(What is required):
Which lines run from the one containing "Where can you spot the sea?" to the end of the listing? Copy them out exactly, leaving out the rest.

(Data):
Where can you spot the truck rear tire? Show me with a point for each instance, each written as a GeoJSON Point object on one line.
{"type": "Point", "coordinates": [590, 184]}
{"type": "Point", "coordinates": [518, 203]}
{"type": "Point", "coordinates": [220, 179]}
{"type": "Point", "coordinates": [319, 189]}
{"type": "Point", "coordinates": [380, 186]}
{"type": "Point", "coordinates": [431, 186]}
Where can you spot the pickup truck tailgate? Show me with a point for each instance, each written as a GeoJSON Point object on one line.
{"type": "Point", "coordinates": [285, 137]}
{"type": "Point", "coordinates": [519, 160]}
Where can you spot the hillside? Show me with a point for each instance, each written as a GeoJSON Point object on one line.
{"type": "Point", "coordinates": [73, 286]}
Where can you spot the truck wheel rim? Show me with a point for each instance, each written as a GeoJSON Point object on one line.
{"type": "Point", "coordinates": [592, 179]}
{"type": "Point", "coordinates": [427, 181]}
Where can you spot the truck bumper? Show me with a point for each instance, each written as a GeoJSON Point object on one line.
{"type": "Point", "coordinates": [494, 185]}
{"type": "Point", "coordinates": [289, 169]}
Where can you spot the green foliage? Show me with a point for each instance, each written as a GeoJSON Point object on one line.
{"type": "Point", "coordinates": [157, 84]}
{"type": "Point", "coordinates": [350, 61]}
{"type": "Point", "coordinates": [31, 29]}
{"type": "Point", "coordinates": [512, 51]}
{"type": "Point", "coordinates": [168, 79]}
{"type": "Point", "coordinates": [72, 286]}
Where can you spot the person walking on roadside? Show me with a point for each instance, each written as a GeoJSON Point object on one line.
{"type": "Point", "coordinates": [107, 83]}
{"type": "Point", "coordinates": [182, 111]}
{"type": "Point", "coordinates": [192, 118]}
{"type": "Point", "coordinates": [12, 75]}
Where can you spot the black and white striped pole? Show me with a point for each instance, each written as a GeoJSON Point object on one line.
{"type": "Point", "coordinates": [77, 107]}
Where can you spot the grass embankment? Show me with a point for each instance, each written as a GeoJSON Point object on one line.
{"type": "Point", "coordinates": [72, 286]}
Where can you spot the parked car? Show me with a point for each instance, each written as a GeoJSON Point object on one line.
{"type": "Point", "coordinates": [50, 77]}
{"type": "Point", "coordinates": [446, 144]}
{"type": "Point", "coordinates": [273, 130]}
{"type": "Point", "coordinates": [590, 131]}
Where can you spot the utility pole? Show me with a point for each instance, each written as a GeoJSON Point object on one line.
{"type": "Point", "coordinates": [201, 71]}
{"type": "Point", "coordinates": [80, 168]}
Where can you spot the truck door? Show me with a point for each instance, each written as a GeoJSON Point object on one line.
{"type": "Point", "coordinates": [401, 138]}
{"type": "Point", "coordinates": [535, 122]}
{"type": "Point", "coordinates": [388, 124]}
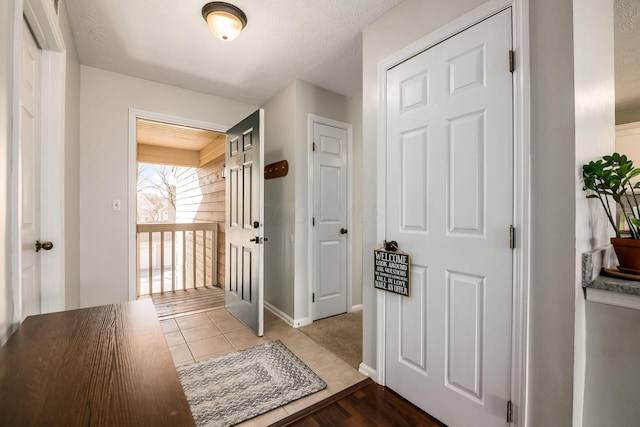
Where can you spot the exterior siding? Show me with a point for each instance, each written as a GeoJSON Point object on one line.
{"type": "Point", "coordinates": [200, 197]}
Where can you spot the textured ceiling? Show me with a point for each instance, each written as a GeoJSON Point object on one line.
{"type": "Point", "coordinates": [168, 41]}
{"type": "Point", "coordinates": [627, 53]}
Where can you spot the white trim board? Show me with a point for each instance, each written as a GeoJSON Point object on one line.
{"type": "Point", "coordinates": [281, 314]}
{"type": "Point", "coordinates": [349, 128]}
{"type": "Point", "coordinates": [521, 212]}
{"type": "Point", "coordinates": [367, 371]}
{"type": "Point", "coordinates": [132, 166]}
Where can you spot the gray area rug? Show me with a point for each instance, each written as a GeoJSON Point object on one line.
{"type": "Point", "coordinates": [235, 387]}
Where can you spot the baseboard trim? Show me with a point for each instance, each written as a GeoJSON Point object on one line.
{"type": "Point", "coordinates": [368, 371]}
{"type": "Point", "coordinates": [322, 404]}
{"type": "Point", "coordinates": [281, 314]}
{"type": "Point", "coordinates": [302, 322]}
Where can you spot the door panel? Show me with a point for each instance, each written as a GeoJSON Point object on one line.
{"type": "Point", "coordinates": [449, 205]}
{"type": "Point", "coordinates": [29, 178]}
{"type": "Point", "coordinates": [245, 222]}
{"type": "Point", "coordinates": [330, 217]}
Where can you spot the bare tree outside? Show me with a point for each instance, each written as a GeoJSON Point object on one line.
{"type": "Point", "coordinates": [156, 193]}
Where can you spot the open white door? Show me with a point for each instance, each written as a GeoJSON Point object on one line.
{"type": "Point", "coordinates": [244, 223]}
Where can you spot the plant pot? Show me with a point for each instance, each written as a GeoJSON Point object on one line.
{"type": "Point", "coordinates": [628, 253]}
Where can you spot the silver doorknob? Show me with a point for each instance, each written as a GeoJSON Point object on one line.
{"type": "Point", "coordinates": [47, 246]}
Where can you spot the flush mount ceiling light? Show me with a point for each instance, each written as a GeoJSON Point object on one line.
{"type": "Point", "coordinates": [225, 20]}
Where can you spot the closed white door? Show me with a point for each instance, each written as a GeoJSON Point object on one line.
{"type": "Point", "coordinates": [29, 177]}
{"type": "Point", "coordinates": [449, 205]}
{"type": "Point", "coordinates": [330, 231]}
{"type": "Point", "coordinates": [244, 224]}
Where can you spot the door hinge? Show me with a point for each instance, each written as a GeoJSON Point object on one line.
{"type": "Point", "coordinates": [512, 237]}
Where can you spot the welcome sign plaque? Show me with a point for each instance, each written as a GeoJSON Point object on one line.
{"type": "Point", "coordinates": [392, 271]}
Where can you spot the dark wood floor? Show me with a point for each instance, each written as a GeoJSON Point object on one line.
{"type": "Point", "coordinates": [188, 301]}
{"type": "Point", "coordinates": [365, 404]}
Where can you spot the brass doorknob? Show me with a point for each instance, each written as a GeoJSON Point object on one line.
{"type": "Point", "coordinates": [47, 246]}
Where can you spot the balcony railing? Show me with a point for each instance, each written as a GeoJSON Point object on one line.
{"type": "Point", "coordinates": [176, 256]}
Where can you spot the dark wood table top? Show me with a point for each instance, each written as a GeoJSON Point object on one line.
{"type": "Point", "coordinates": [102, 366]}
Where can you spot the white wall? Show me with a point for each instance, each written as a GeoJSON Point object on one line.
{"type": "Point", "coordinates": [6, 129]}
{"type": "Point", "coordinates": [71, 167]}
{"type": "Point", "coordinates": [355, 118]}
{"type": "Point", "coordinates": [628, 141]}
{"type": "Point", "coordinates": [613, 377]}
{"type": "Point", "coordinates": [286, 202]}
{"type": "Point", "coordinates": [280, 143]}
{"type": "Point", "coordinates": [104, 104]}
{"type": "Point", "coordinates": [593, 30]}
{"type": "Point", "coordinates": [628, 116]}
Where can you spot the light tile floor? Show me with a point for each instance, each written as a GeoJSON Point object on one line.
{"type": "Point", "coordinates": [214, 333]}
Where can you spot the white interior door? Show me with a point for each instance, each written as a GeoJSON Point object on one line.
{"type": "Point", "coordinates": [449, 205]}
{"type": "Point", "coordinates": [29, 177]}
{"type": "Point", "coordinates": [244, 224]}
{"type": "Point", "coordinates": [330, 231]}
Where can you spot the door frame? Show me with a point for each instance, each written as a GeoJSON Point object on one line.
{"type": "Point", "coordinates": [521, 183]}
{"type": "Point", "coordinates": [132, 167]}
{"type": "Point", "coordinates": [312, 119]}
{"type": "Point", "coordinates": [43, 21]}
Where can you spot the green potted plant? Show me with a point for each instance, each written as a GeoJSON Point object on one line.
{"type": "Point", "coordinates": [608, 179]}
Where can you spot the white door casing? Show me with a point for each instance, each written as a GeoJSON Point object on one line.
{"type": "Point", "coordinates": [449, 204]}
{"type": "Point", "coordinates": [29, 177]}
{"type": "Point", "coordinates": [244, 223]}
{"type": "Point", "coordinates": [330, 223]}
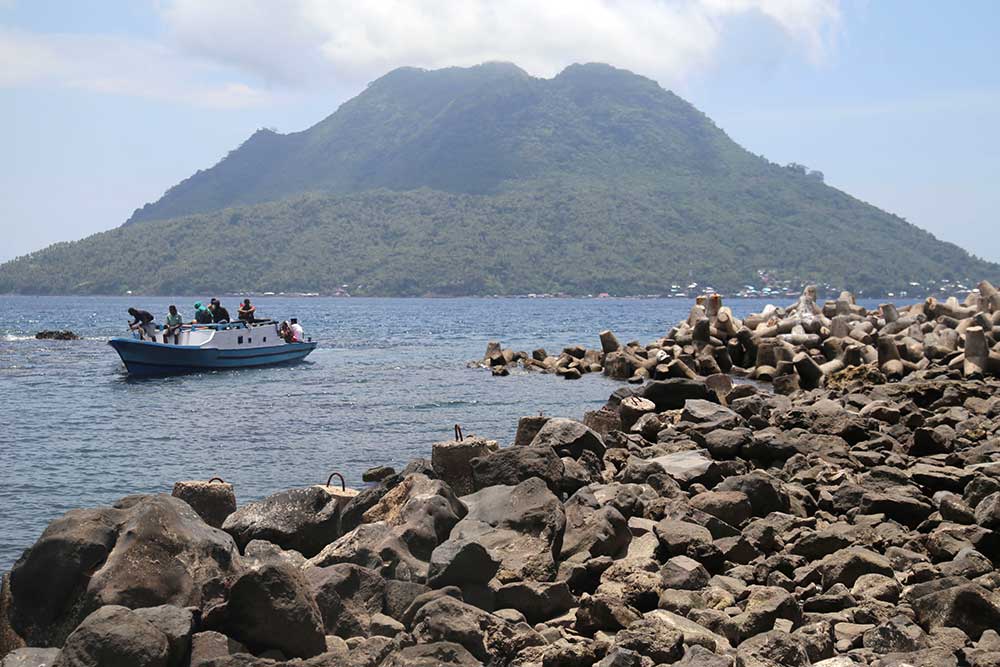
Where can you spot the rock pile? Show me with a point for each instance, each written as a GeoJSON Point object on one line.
{"type": "Point", "coordinates": [832, 527]}
{"type": "Point", "coordinates": [803, 346]}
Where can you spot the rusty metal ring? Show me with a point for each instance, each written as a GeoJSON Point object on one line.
{"type": "Point", "coordinates": [343, 486]}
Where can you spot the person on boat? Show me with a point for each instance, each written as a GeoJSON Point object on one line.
{"type": "Point", "coordinates": [143, 322]}
{"type": "Point", "coordinates": [219, 313]}
{"type": "Point", "coordinates": [173, 325]}
{"type": "Point", "coordinates": [247, 312]}
{"type": "Point", "coordinates": [296, 329]}
{"type": "Point", "coordinates": [202, 315]}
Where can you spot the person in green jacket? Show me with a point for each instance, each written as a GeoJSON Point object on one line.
{"type": "Point", "coordinates": [172, 325]}
{"type": "Point", "coordinates": [202, 315]}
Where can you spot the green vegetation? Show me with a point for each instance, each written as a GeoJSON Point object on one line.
{"type": "Point", "coordinates": [488, 181]}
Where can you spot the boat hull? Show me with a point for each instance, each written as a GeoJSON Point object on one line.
{"type": "Point", "coordinates": [144, 358]}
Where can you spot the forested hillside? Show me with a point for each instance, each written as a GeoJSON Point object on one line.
{"type": "Point", "coordinates": [485, 180]}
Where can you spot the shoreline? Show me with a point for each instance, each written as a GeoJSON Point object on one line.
{"type": "Point", "coordinates": [686, 520]}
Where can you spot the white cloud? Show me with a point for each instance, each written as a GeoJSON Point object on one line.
{"type": "Point", "coordinates": [236, 53]}
{"type": "Point", "coordinates": [313, 42]}
{"type": "Point", "coordinates": [119, 65]}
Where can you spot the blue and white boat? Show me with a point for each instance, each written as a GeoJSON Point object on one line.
{"type": "Point", "coordinates": [201, 347]}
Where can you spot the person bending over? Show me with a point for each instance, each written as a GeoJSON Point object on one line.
{"type": "Point", "coordinates": [143, 322]}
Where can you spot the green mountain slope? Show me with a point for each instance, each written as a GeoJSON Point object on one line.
{"type": "Point", "coordinates": [485, 180]}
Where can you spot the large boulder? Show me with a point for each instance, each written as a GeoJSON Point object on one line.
{"type": "Point", "coordinates": [399, 531]}
{"type": "Point", "coordinates": [271, 607]}
{"type": "Point", "coordinates": [30, 657]}
{"type": "Point", "coordinates": [347, 596]}
{"type": "Point", "coordinates": [461, 562]}
{"type": "Point", "coordinates": [115, 636]}
{"type": "Point", "coordinates": [213, 501]}
{"type": "Point", "coordinates": [513, 465]}
{"type": "Point", "coordinates": [569, 438]}
{"type": "Point", "coordinates": [593, 528]}
{"type": "Point", "coordinates": [143, 551]}
{"type": "Point", "coordinates": [538, 601]}
{"type": "Point", "coordinates": [673, 393]}
{"type": "Point", "coordinates": [452, 460]}
{"type": "Point", "coordinates": [968, 607]}
{"type": "Point", "coordinates": [446, 619]}
{"type": "Point", "coordinates": [304, 519]}
{"type": "Point", "coordinates": [521, 526]}
{"type": "Point", "coordinates": [846, 565]}
{"type": "Point", "coordinates": [435, 654]}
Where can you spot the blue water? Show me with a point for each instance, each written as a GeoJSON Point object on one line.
{"type": "Point", "coordinates": [388, 379]}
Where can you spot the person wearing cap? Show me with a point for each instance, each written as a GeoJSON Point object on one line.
{"type": "Point", "coordinates": [201, 314]}
{"type": "Point", "coordinates": [219, 313]}
{"type": "Point", "coordinates": [296, 329]}
{"type": "Point", "coordinates": [247, 312]}
{"type": "Point", "coordinates": [172, 325]}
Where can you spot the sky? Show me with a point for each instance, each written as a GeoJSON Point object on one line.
{"type": "Point", "coordinates": [104, 104]}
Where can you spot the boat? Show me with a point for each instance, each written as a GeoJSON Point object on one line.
{"type": "Point", "coordinates": [201, 347]}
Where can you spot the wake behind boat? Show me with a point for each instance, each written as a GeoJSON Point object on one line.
{"type": "Point", "coordinates": [200, 347]}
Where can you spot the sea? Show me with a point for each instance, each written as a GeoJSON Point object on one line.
{"type": "Point", "coordinates": [389, 378]}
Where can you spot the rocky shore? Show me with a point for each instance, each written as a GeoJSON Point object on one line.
{"type": "Point", "coordinates": [689, 521]}
{"type": "Point", "coordinates": [801, 346]}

(Response for this exercise):
Where can you spot the sea? Show me with a point for each instance, each written as a GeoJSON Point object on one line.
{"type": "Point", "coordinates": [389, 378]}
Where can you spot the rocky shore? Show me with a point for each instance, each written as a GeoJSON Point object on one line.
{"type": "Point", "coordinates": [689, 521]}
{"type": "Point", "coordinates": [801, 346]}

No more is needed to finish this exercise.